Start of DATA FOR THIS TASK
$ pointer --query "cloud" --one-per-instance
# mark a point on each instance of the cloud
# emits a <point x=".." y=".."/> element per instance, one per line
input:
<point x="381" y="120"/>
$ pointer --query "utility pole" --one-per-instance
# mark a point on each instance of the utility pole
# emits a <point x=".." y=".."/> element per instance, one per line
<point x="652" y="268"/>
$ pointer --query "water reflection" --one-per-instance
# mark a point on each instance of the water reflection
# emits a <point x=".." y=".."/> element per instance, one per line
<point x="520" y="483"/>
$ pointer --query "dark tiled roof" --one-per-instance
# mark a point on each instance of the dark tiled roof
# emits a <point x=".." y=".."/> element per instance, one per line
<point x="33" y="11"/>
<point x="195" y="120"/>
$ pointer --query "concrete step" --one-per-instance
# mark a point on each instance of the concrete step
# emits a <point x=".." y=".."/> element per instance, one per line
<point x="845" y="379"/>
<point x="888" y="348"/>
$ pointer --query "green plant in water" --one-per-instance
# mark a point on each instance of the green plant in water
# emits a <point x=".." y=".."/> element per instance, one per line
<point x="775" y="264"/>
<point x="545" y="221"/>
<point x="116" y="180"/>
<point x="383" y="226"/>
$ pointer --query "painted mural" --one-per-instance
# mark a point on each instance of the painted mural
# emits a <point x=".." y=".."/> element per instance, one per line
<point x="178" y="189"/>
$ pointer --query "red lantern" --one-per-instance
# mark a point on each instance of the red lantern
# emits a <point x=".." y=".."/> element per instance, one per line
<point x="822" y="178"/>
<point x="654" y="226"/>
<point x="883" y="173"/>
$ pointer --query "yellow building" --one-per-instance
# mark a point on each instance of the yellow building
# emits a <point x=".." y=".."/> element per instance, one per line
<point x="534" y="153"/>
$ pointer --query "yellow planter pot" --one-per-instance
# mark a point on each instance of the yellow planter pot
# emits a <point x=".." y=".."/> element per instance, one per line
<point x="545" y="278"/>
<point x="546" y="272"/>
End of DATA FOR THIS TASK
TASK PROMPT: Transcribe every line of the data, exactly as it stands.

WORKED ANSWER:
$ pointer --query "cloud" --one-per-instance
# mark a point on each instance of the cloud
# emits a <point x=".." y=".."/> element per instance, one per line
input:
<point x="381" y="120"/>
$ pointer --query "utility pole" --one-per-instance
# mark a point on each instance of the utility pole
# emits a <point x=".." y=".."/> element per instance, one per line
<point x="652" y="268"/>
$ pointer --query "water reflection" --one-per-instance
# mark a point on each instance of the water reflection
# emits a <point x=".." y=".."/> element per instance, one per line
<point x="520" y="483"/>
$ pointer --query "dark tiled roof" --one-per-instance
# mark a point on each instance of the dark tiled roof
# emits a <point x=".." y=".."/> element per instance, one per line
<point x="33" y="11"/>
<point x="195" y="120"/>
$ pointer --query "concrete step" --one-per-instance
# mark a point on each instance of the concrete step
# emits a <point x=".." y=".."/> element per instance, one per line
<point x="845" y="379"/>
<point x="888" y="348"/>
$ pointer --query "green plant in water" --one-per-instance
# mark a point on each instance of the green plant in water
# emits a <point x=".." y=".."/> element per instance, one per line
<point x="775" y="264"/>
<point x="545" y="221"/>
<point x="116" y="180"/>
<point x="383" y="226"/>
$ pointer --query "painted mural" --one-per-instance
# mark a point on each instance of the painted mural
# emits a <point x=".." y=".."/> element per instance, one per line
<point x="178" y="189"/>
$ pointer --query "red lantern" --one-per-instance
# mark a point on each instance of the red lantern
# emits a <point x=".." y=".."/> element per instance, one per line
<point x="822" y="178"/>
<point x="654" y="226"/>
<point x="883" y="173"/>
$ pointer --query "yellow building" --one-per-instance
# mark a point on each instance of the yellow building
# emits a <point x=".." y=".."/> element per instance, one per line
<point x="534" y="153"/>
$ pointer --query "yellow planter pot" --one-per-instance
# mark a point on each instance of the yellow planter pot
# emits a <point x=".." y=".."/> element per instance, one per line
<point x="545" y="278"/>
<point x="546" y="272"/>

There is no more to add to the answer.